## EXERCISE TASK 1
In the article on small business owners and the health care ruling, how many employees does Patricia Owen have?

◆ ◆ ◆ ◆ ◆

Spa owner Patricia Owen, shown here testifying on health care before Congress in 2007, says that the Supreme Court's decision on the health care law has not created greater certainty for her.

Think the Supreme Court's decision to uphold the constitutionality of the health care law provides greater certainty for small business owners? Think again.  I spoke to business owner Patricia Owen of FACES Day Spa in Hilton Head Island, South Carolina, just hours after the court's decision, and she told me she doesn't feel any more certain than she did before the decision.

Owen currently doesn't provide health insurance coverage for her 25 employees. She used to provide full coverage but had to drop it during the economic downtown because it became too costly. Now that her business is doing better, she wants to start offering her employees coverage again, but it's not an easy decision.

“You know the [health care] battle’s going to continue on depending on who wins in November. This isn’t the end. Everything is still up in the air. I don’t know what kind of premiums we’ll have under the new law, what we'll have to pay. I do know I wouldn’t even qualify for any of the tax credits because my technicians are high wage earners.”

The law may make Owen's decision for her. Businesses with 50 or more employees are required to provide coverage beginning in 2014 or pay a fine. Owen wants to open another location, which would put her at the 50-employee threshold.

“Maybe we’ll make a decision  by 2014. Either way, I’m going to have to pay. If I grow, I’ll have to pay. My business is ready to explode again, but it’s a hard decision. You should always be able to expand. But if I get another location, it will double my workforce. It’s a shame I have to worry something like that.”

Plenty of small business owners and their advocates feel the same uncertainty that Owen does.

“At this point, I have more questions than I have answers,” said Larry Mocha, president, Air Power Systems in Tulsa, Okla. “We already provide health insurance for our employees and have for many years. How will this impact our premiums? How will this impact [America’s] health-care system? And how will this impact my small business?”

          ....

“This decision sustains the uncertainty they currently have,” says Steve Caldeira, president and CEO of the International Franchise Association. “The impending costs of health care do not give business owners confidence to open that extra store or to hire more people and create the economic output our country needs.”

The Wall Street Journal talked to the plaintiffs in the National Federation of Independent Businesses' legal challenge of the health care law, including Mr. Klemencic, owner of Ellenboro Floors in Ellenboro, West Va. Klemencic said in the interview that "the implications are a lot bigger than people realize." His current business income "is enough to sustain me, but not enough to come up with an extra $5,000 or $6,000 dollars a year" to cover the cost of purchasing health insurance for himself, he said. He has no employees. More from the Journal:

"Every small business owner is dealing with escalating costs of fuel and materials and everything is passed on to the consumer," said Mr. Grimes, owner of Premier Renovations in Greenwich, N.Y., which has one part-time employee.

"That will break the backs of the middle class. If businesses are forced to pay, they may dump employees," he added. "It will be a very bad situation for the economy in the long run."

◆ ◆ ◆ ◆ ◆

## EXERCISE TASK 2
Convert the part of the entries that opens with the line containing "Dataset curation — class: flower" and closes with the line containing "259 138 306 220", both included, into a Markdown table with the columns Row and Line, numbering each row and leaving out blank lines.

## INFORMATION PROVIDED

◆ ◆ ◆ ◆ ◆

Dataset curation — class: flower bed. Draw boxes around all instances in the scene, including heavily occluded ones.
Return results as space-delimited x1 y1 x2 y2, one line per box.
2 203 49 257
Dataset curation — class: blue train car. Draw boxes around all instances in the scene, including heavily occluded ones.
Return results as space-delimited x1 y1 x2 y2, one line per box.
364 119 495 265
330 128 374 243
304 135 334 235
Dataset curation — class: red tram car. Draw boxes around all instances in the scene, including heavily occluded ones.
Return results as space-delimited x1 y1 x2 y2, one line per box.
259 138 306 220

◆ ◆ ◆ ◆ ◆

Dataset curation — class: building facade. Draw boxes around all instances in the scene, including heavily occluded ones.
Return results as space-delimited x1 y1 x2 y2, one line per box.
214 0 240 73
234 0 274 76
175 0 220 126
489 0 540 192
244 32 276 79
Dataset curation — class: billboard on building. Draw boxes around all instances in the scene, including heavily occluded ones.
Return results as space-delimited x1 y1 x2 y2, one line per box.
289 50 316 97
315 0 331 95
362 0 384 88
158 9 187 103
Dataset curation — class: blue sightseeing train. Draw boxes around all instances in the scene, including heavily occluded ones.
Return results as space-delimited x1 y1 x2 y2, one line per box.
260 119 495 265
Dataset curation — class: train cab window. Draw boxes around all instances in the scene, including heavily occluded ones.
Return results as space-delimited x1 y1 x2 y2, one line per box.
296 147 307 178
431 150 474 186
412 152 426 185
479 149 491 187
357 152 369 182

◆ ◆ ◆ ◆ ◆

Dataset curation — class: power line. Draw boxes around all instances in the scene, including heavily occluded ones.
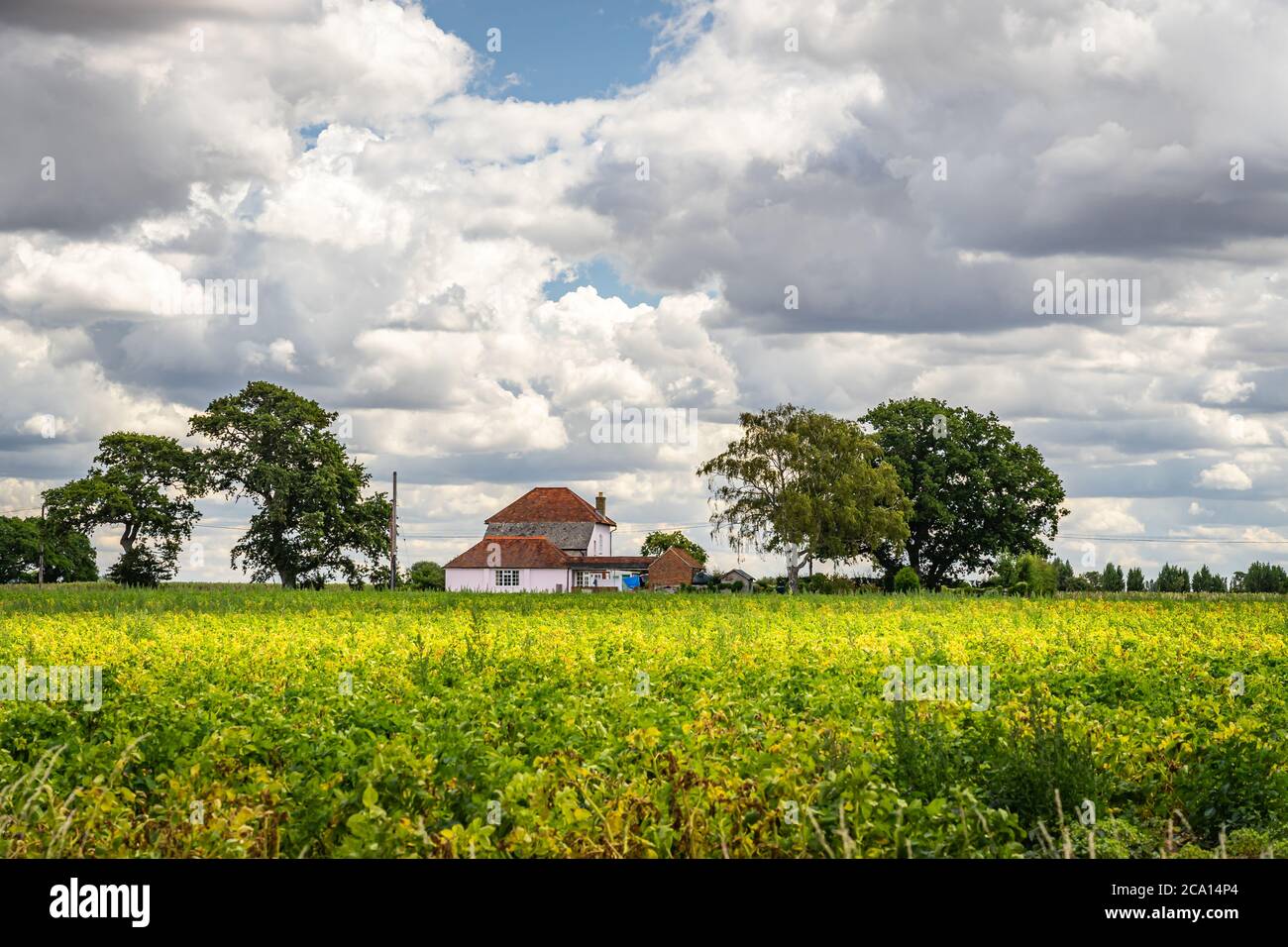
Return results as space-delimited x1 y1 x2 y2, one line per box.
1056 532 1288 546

◆ ◆ ◆ ◆ ◆

## TASK RESULT 1
She has 25 employees.

## TASK RESULT 2
| Row | Line |
|---|---|
| 1 | Dataset curation — class: flower bed. Draw boxes around all instances in the scene, including heavily occluded ones. |
| 2 | Return results as space-delimited x1 y1 x2 y2, one line per box. |
| 3 | 2 203 49 257 |
| 4 | Dataset curation — class: blue train car. Draw boxes around all instances in the scene, including heavily occluded ones. |
| 5 | Return results as space-delimited x1 y1 x2 y2, one line per box. |
| 6 | 364 119 495 265 |
| 7 | 330 128 374 243 |
| 8 | 304 135 334 235 |
| 9 | Dataset curation — class: red tram car. Draw boxes around all instances in the scene, including heavily occluded ones. |
| 10 | Return results as space-delimited x1 y1 x2 y2, one line per box. |
| 11 | 259 138 306 220 |